■ **SUPPLIED TEXT**:
Finally, if you're the only person asking questions in class and you ask multiple questions per class, the people in your class will not like you and will stand around after class saying mean things about you, especially if your questions require extended digressions. What this means for your question-asking strategy is for you to decide, but this has been true of every college class I've taken. I'm a girl who majored in a technical field, FWIW.
posted by matildatakesovertheworld at 11:48 PM on November 22, 2012 [8 favorites]


My sister has learning disabilities and worked with the folks in our univerisity's Disability Office.

She knew what her accomodations were and so did her professors.

One thing she did was every semester she went to each of her teachers and discussed what she needed from them. A specific seat in class, more time with the test, not to have to take a mathematics class. Whatever it was.

Now, I used to be a teacher and I worked with IEPs. I had lots of kids who needed lots of different accomodations. Here are some things that I had to pull some of the outliers aside to tell them:

1. Your disability is no one's business but yours and mine. Don't go telling everyone your business, they don't care and they'll use it against you.

■ **ASSIGNMENT A**: Translate this sentence from the forum thread into Spanish: "What this means for your question-asking strategy is for you to decide, but this has been true of every college class I've taken."
■ **ASSIGNMENT B**: Write the next part of the forum thread, picking up after the numbered point about keeping a disability private.
The data after this point is separate material, unrelated to the forum thread.

■ **DATA SHOWN**:
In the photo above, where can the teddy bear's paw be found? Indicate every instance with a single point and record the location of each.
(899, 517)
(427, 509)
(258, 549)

■ **WRITTEN ANSWER A**: Lo que esto significa para tu estrategia de hacer preguntas lo decides tú, pero esto ha sido así en todas las clases universitarias que he tomado.

■ **WRITTEN ANSWER B**:
2. Don't discuss your medication, or need to take it, with others. (See number 1.)

3. Don't get into a hassle with the other kids. They're idiots. Come to me if you need something.

4. Your disability is nothing to be ashamed of, everyone has issues. That said, try not to exhibit behaviors that are disruptive to the class. Don't ask off topic questions. Don't derail the lecture to your particular interests. Don't randomly talk to people when they are trying to concentrate, or trying to sleep.

The kid with the Mary Kate and Ashley Backpack was doing herself no favors in my high school English class. While you are who you are, and other people shouldn't be dicks to you, try not to be a target.
posted by Ruthless Bunny at 6:46 AM on November 23, 2012 [7 favorites]


pixienat, from looking at your past questions it seems this sort of scenario comes up pretty often. You do something socially awkward, another person reacts with a lack of grace and tact, you're hurt and confused and wondering why people do not accommodate your first action (without necessarily reflecting on why people react negatively), and the situation spirals down from there. And in this case, it sounds like the situation has spiraled down very far indeed.

Generally, this kind of middle-school bullying doesn't normally happen in college unless the situation is particularly unique. So while your classmates are royal dicks for the racist remarks and harassment (and this should be reported), I wonder if there isn't a part you're playing in the dynamic that's making the situation worse.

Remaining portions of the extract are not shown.